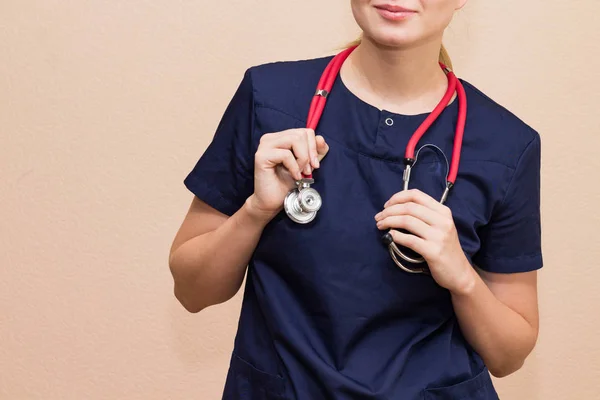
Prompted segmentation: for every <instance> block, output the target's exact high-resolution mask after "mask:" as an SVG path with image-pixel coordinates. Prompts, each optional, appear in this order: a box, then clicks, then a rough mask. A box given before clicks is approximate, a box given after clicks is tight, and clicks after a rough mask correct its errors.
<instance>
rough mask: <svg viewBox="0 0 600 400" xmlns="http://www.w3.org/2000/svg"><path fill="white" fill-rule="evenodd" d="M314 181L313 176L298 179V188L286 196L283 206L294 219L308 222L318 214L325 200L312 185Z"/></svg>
mask: <svg viewBox="0 0 600 400" xmlns="http://www.w3.org/2000/svg"><path fill="white" fill-rule="evenodd" d="M314 182H315V181H314V179H312V178H302V179H301V180H299V181H296V188H295V189H292V190H290V191H289V192H288V194H287V196H285V200H284V202H283V207H284V209H285V212H286V214H287V215H288V216H289V217H290V218H291V219H292V221H294V222H297V223H299V224H308V223H309V222H311V221H312V220H314V219H315V217H316V216H317V211H319V209H320V208H321V205H322V204H323V200H322V199H321V195H320V194H319V192H317V191H316V189H314V188H312V187H310V185H311V184H313V183H314Z"/></svg>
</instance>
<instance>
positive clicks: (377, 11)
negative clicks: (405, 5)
mask: <svg viewBox="0 0 600 400" xmlns="http://www.w3.org/2000/svg"><path fill="white" fill-rule="evenodd" d="M377 12H378V13H379V15H381V16H382V17H383V18H385V19H388V20H390V21H403V20H405V19H407V18H410V17H412V16H413V15H415V14H416V13H415V12H414V11H389V10H384V9H382V8H378V9H377Z"/></svg>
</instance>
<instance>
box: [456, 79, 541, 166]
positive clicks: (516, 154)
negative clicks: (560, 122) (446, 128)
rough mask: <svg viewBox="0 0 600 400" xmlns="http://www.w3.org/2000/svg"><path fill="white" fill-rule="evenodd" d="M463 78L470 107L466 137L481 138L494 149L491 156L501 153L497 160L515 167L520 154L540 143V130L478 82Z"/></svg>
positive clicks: (497, 160)
mask: <svg viewBox="0 0 600 400" xmlns="http://www.w3.org/2000/svg"><path fill="white" fill-rule="evenodd" d="M461 82H462V83H463V86H464V88H465V92H466V94H467V107H468V113H467V115H468V116H467V126H466V131H465V141H466V140H474V141H477V142H481V143H482V144H484V145H485V147H486V148H487V149H492V150H490V151H493V154H490V156H491V157H494V156H500V157H501V159H498V160H497V161H498V162H502V163H504V164H506V165H507V166H508V167H511V168H515V167H516V165H517V163H518V161H519V159H520V157H521V155H522V154H523V153H524V152H525V151H526V150H527V149H528V148H530V147H531V145H534V146H537V147H539V144H540V135H539V133H538V132H537V131H536V130H535V129H534V128H532V127H531V126H530V125H529V124H527V123H526V122H525V121H523V120H522V119H521V118H519V117H518V116H516V115H515V114H514V113H513V112H511V111H510V110H508V108H506V107H505V106H503V105H501V104H499V103H498V102H496V101H495V100H493V99H491V98H490V97H489V96H488V95H486V94H485V93H483V91H481V90H480V89H478V88H477V87H475V85H473V84H471V83H469V82H468V81H465V80H463V79H461ZM467 135H469V136H470V138H468V136H467Z"/></svg>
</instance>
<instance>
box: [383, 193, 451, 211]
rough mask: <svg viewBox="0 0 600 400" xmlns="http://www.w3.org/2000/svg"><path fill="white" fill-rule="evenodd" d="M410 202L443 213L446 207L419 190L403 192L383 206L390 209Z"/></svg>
mask: <svg viewBox="0 0 600 400" xmlns="http://www.w3.org/2000/svg"><path fill="white" fill-rule="evenodd" d="M408 202H413V203H417V204H421V205H422V206H425V207H427V208H429V209H431V210H434V211H436V212H442V211H443V210H444V206H443V205H442V204H440V202H439V201H437V200H435V199H434V198H433V197H431V196H429V195H428V194H426V193H423V192H422V191H420V190H418V189H410V190H403V191H401V192H398V193H396V194H395V195H393V196H392V197H391V198H390V199H389V200H388V201H387V202H386V203H385V204H384V205H383V207H384V208H388V207H390V206H393V205H394V204H404V203H408Z"/></svg>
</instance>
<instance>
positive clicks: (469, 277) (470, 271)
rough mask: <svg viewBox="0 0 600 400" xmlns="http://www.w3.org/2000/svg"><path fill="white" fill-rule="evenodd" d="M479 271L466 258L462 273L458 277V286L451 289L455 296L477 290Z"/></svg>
mask: <svg viewBox="0 0 600 400" xmlns="http://www.w3.org/2000/svg"><path fill="white" fill-rule="evenodd" d="M477 278H478V275H477V272H476V271H475V269H474V268H473V266H471V264H470V263H469V261H468V260H467V259H466V258H465V260H464V263H463V268H462V273H461V276H460V278H459V279H458V282H457V285H456V287H454V288H453V289H451V290H450V292H451V293H452V295H455V296H469V295H471V294H472V293H473V291H474V290H475V287H476V285H477Z"/></svg>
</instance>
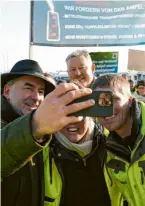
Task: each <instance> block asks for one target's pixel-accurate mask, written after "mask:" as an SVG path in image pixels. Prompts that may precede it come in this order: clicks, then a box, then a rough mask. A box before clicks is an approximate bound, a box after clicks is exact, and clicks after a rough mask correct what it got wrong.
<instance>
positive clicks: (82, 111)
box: [70, 91, 113, 117]
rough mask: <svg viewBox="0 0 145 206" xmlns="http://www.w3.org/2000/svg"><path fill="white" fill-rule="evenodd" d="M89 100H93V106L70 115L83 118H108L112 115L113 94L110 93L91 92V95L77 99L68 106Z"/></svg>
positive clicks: (78, 98) (103, 92) (83, 109)
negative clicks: (79, 116) (76, 103)
mask: <svg viewBox="0 0 145 206" xmlns="http://www.w3.org/2000/svg"><path fill="white" fill-rule="evenodd" d="M89 99H94V100H95V105H94V106H92V107H90V108H87V109H83V110H80V111H78V112H75V113H71V114H70V115H71V116H83V117H87V116H88V117H110V116H112V115H113V93H112V92H111V91H93V92H92V94H90V95H88V96H84V97H81V98H78V99H76V100H74V101H73V102H71V103H70V104H72V103H78V102H83V101H86V100H89Z"/></svg>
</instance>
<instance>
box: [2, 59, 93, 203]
mask: <svg viewBox="0 0 145 206" xmlns="http://www.w3.org/2000/svg"><path fill="white" fill-rule="evenodd" d="M1 87H2V91H3V94H2V96H1V104H2V105H1V126H2V130H1V178H2V182H1V204H2V205H4V206H14V205H17V206H40V205H42V206H43V205H44V196H43V195H41V194H42V193H43V188H41V183H40V179H39V178H40V176H39V171H38V170H39V169H40V170H43V169H44V171H45V168H43V167H39V165H40V164H41V160H40V159H39V155H38V156H37V154H39V153H40V156H41V155H42V153H43V151H42V150H44V149H45V147H47V146H48V145H49V143H50V141H51V139H52V134H53V133H55V132H57V131H59V130H61V129H62V128H64V127H65V126H66V125H68V124H70V123H75V122H79V121H82V117H75V116H68V114H70V113H73V112H75V111H79V110H81V109H84V108H88V107H90V106H92V105H94V101H93V100H89V101H86V102H82V103H76V104H71V105H69V103H71V102H72V101H73V100H74V99H76V98H79V97H81V96H84V95H88V94H90V93H91V92H92V91H91V89H88V88H82V89H79V88H78V86H77V85H75V84H73V83H65V84H61V85H59V86H57V88H55V85H54V80H53V79H51V78H47V77H45V76H44V73H43V71H42V69H41V67H40V65H39V64H38V62H36V61H34V60H29V59H24V60H21V61H18V62H17V63H16V64H15V65H14V66H13V68H12V69H11V71H10V72H8V73H4V74H2V75H1ZM42 162H43V159H42ZM50 173H51V170H50ZM41 174H43V172H42V173H41ZM43 180H44V179H43V176H42V182H43ZM50 186H51V185H50ZM55 188H57V187H55ZM52 189H54V188H52V187H50V188H49V190H50V191H52ZM41 201H42V202H41ZM40 202H41V204H40ZM46 204H47V203H46Z"/></svg>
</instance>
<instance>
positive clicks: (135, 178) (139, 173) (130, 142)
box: [92, 74, 145, 206]
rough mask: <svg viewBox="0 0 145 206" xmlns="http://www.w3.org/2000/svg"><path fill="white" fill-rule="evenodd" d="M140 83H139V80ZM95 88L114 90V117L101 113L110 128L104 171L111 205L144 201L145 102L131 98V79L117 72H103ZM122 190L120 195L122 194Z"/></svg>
mask: <svg viewBox="0 0 145 206" xmlns="http://www.w3.org/2000/svg"><path fill="white" fill-rule="evenodd" d="M138 86H139V84H138ZM92 89H93V90H95V91H100V90H101V91H107V90H109V91H111V92H112V93H113V95H114V111H113V115H112V116H111V117H98V121H99V122H100V124H102V125H103V126H104V127H105V128H106V129H108V131H109V135H108V137H107V139H106V150H107V156H106V160H105V162H106V163H105V167H104V174H105V176H106V177H107V175H108V179H106V180H107V185H108V189H109V193H110V197H111V202H112V206H116V205H118V204H120V201H121V199H124V200H125V205H126V204H127V203H128V205H130V206H143V205H145V195H144V194H145V103H143V102H141V101H140V102H138V101H137V100H136V99H135V98H132V95H131V92H130V85H129V82H128V81H127V80H126V79H124V78H123V77H121V76H120V75H117V74H110V75H103V76H101V77H99V78H98V79H97V80H96V81H95V82H94V84H93V86H92ZM119 193H120V195H119Z"/></svg>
━━━━━━━━
== WHAT IS REQUIRED ==
Return, unchanged, every line of the listing from the one containing "83H139V80ZM95 88L114 90V117L101" through the end of the listing.

== RESULT ==
rough mask: <svg viewBox="0 0 145 206" xmlns="http://www.w3.org/2000/svg"><path fill="white" fill-rule="evenodd" d="M140 83H139V80ZM95 88L114 90V117L101 113L110 128L104 171L111 205L144 201L145 102L131 98V79L117 72H103ZM122 190L120 195L122 194Z"/></svg>
mask: <svg viewBox="0 0 145 206" xmlns="http://www.w3.org/2000/svg"><path fill="white" fill-rule="evenodd" d="M138 86H139V84H138ZM92 89H93V90H95V91H100V90H101V91H107V90H109V91H111V92H112V93H113V95H114V111H113V115H112V116H111V117H98V121H99V122H100V124H102V125H103V126H104V127H105V128H106V129H108V131H109V135H108V137H107V139H106V150H107V156H106V160H105V162H106V163H105V167H104V174H105V176H106V177H107V175H108V179H106V180H107V185H108V189H109V193H110V197H111V202H112V206H116V205H118V204H120V201H121V199H124V200H125V205H126V204H127V203H128V205H130V206H143V205H145V195H144V194H145V103H143V102H141V101H140V102H138V101H137V100H136V99H135V98H132V95H131V92H130V85H129V82H128V81H127V80H126V79H124V78H123V77H121V76H120V75H117V74H110V75H103V76H101V77H99V78H98V79H97V80H96V81H95V82H94V84H93V86H92ZM119 193H120V195H119Z"/></svg>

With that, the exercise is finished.